Tâches à réaliser ▸
a) Relevez, dans le texte sur les apparitions du spectre, les types de lieux en plein air où se produisent selon lui de nombreuses manifestations.
b) D'après le texte sur les apparitions du spectre, pendant combien d'années le spectre a-t-il continué à se montrer ?
c) Poursuivez le texte sur les apparitions du spectre à partir de sa dernière phrase.

Texte de lecture ▸
Et voilà la dernière apparition dont l’écho soit parvenu à la Society for Psychical Research. Il résulte donc que le spectre a continué à se montrer pendant neuf ans, durant lesquels il est apparu neuf fois à une dizaine de personnes, sans compter les autres apparitions auxquelles on fait des allusions génériques dans les relations que nous avons rapportées.

C’est un cas typique des nombreuses manifestations qui se réalisent en plein air, parmi les champs, les routes, les forêts. Elles correspondent généralement à de tragiques aventures survenues dans le voisinage de la localité hantée, et si parfois la certitude historique de l’événement fait défaut, les légendes ne manquent presque jamais. Il en est ainsi dans le cas en question, où se retrouvent la légende de l’assassinat d’un enfant et l’épisode historique de l’assassinat d’un vieux monsieur, en ce point de la route. L’un et le l’autre semblent bien vagues au point de vue des preuves, et le dernier seul paraît concorder en partie avec le signalement du spectre hanteur. Evidemment, ces lacunes ne doivent pas étonner, car elles sont inévitables chaque fois qu’il s’agit d’événements très lointains conservés traditionnellement ; d’autant plus que les très longs intervalles de temps auxquels sont soumis les phénomènes de hantise favorisent l’affaiblissement et l’altération des traditions. Il ne faut d’ailleurs pas oublier qu’aux cas imparfaitement concordants, comme celui que nous venons de voir, s’opposent ceux où le fait tragique et les généralités du fantôme concordent au contraire admirablement ; et les seconds confèrent de la valeur aux premiers.

[Entrées issues d'un jeu de données]
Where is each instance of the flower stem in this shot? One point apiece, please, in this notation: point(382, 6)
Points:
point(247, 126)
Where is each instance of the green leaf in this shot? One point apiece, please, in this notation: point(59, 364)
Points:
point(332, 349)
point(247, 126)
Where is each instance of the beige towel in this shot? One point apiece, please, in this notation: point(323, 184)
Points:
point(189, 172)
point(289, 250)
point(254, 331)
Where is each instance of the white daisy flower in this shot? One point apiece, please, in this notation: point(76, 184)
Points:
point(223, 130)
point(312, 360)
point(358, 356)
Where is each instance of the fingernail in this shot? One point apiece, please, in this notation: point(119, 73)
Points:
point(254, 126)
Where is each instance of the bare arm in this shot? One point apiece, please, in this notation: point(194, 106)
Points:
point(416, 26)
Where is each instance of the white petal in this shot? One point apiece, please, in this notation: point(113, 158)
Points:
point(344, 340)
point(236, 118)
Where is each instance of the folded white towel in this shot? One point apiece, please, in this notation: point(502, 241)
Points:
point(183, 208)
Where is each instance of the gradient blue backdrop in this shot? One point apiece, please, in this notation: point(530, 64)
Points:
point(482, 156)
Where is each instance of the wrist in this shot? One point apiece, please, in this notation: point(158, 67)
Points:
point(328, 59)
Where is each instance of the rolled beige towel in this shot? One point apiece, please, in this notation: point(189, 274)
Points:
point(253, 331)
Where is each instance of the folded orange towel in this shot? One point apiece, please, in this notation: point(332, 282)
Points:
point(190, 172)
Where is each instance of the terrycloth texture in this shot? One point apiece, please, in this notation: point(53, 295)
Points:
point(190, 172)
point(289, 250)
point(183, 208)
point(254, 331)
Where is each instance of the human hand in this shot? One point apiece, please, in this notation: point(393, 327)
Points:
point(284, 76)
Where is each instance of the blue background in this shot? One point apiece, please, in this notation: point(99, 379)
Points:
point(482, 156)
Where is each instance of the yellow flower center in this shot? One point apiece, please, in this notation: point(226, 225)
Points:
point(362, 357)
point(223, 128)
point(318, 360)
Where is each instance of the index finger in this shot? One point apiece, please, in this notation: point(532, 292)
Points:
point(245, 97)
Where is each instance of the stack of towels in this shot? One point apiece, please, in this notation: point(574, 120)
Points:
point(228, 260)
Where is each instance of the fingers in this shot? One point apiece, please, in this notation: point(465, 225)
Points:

Réponses attendues ▸
a) les champs, les routes, les forêts

b) Pendant neuf ans.

c)
Du reste, on trouve même dans ce dernier cas un détail concordant : celui du spectre qui apparaît en un costume à la vieille mode correspondant à l’époque où l’événement dramatique s’est produit à l’endroit hanté ; et comme, dans les cas où l’on a pu identifier les fantômes, il est toujours advenu que les costumes dans lesquels ils apparurent correspondaient aux temps où ils avaient vécu, ce détail assume une valeur non négligeable. En même temps, cet incident élimine l’hypothèse hallucinatoire entendue dans le sens pathologique, puisque fut montré un costume familier aux percipients, et non un costume archaïque inconnu à certains d’entre eux. Ajoutons à cela que l’hypothèse hallucinatoire serait impuissante à expliquer comment des personnes non au courant de la hantise, aperçoivent en des temps différents, au même endroit, le même fantôme, habillé du même costume.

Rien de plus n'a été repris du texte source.